> Task requirements
Retrieve every line of the data holding the word "pile".

> Records for this exercise
☆ ☆ ☆ ☆

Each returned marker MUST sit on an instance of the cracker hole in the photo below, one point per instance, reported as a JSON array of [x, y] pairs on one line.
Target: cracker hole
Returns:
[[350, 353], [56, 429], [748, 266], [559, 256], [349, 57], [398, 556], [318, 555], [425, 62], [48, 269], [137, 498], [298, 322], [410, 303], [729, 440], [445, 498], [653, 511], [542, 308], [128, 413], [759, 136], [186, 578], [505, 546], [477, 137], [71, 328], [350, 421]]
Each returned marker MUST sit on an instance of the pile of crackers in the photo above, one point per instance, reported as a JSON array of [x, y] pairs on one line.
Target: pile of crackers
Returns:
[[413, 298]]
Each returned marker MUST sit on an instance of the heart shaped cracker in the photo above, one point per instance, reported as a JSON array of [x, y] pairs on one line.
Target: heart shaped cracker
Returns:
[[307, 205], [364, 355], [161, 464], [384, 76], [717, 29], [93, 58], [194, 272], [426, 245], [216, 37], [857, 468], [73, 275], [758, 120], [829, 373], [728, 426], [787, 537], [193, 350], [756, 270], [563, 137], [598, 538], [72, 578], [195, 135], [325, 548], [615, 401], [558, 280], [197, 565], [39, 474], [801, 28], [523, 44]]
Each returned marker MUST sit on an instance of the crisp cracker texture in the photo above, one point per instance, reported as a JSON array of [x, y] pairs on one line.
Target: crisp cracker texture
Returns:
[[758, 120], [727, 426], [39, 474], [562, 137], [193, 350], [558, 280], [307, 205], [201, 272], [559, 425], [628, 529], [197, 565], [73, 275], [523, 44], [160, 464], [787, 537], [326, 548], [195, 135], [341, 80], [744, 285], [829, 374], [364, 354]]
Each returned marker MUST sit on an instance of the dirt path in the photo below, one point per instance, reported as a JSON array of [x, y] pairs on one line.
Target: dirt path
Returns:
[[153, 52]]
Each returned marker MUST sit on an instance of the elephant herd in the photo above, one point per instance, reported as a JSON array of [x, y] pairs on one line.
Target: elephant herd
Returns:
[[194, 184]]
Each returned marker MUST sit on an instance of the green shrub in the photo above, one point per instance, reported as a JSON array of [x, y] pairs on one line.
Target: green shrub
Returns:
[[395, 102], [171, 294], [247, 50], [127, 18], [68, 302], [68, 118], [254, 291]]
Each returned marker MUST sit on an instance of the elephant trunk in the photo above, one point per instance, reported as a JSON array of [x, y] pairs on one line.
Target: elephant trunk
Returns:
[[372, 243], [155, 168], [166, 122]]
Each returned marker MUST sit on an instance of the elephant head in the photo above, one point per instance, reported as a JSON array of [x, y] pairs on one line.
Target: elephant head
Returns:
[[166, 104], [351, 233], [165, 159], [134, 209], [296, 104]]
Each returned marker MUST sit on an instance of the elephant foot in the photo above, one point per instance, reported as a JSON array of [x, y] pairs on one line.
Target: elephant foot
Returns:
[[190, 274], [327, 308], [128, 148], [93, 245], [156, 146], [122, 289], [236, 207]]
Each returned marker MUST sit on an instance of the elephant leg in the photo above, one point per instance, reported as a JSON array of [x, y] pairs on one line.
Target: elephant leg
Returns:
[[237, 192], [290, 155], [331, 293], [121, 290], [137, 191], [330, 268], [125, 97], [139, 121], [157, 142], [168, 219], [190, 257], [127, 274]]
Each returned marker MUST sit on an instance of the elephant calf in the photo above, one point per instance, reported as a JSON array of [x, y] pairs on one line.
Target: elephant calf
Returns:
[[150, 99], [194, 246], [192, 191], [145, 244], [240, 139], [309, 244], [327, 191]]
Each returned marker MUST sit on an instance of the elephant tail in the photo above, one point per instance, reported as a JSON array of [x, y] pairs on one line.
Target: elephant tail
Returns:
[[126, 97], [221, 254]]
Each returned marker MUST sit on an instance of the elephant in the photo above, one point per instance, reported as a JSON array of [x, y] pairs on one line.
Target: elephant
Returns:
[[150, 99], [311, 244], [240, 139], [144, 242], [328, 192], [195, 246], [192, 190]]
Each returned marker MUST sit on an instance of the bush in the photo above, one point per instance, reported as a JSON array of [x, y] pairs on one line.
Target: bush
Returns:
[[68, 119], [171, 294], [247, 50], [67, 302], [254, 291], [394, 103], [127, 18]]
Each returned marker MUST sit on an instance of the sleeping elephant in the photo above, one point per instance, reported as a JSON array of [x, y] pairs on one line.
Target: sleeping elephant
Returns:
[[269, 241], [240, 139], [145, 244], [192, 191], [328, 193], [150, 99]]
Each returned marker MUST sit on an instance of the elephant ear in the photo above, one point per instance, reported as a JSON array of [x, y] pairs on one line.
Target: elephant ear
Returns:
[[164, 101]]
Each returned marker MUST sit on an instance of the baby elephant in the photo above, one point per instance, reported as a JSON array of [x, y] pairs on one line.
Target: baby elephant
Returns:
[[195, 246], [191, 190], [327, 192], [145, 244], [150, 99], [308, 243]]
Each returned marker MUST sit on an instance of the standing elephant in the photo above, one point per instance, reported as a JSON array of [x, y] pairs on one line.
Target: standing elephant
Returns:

☆ ☆ ☆ ☆

> Response to the task
Each returned marker MUST sit on an instance of the pile of crackers in the photo above, one point per instance, reported as a JSON array of [x, y] pairs on one line.
Target: pile of crackers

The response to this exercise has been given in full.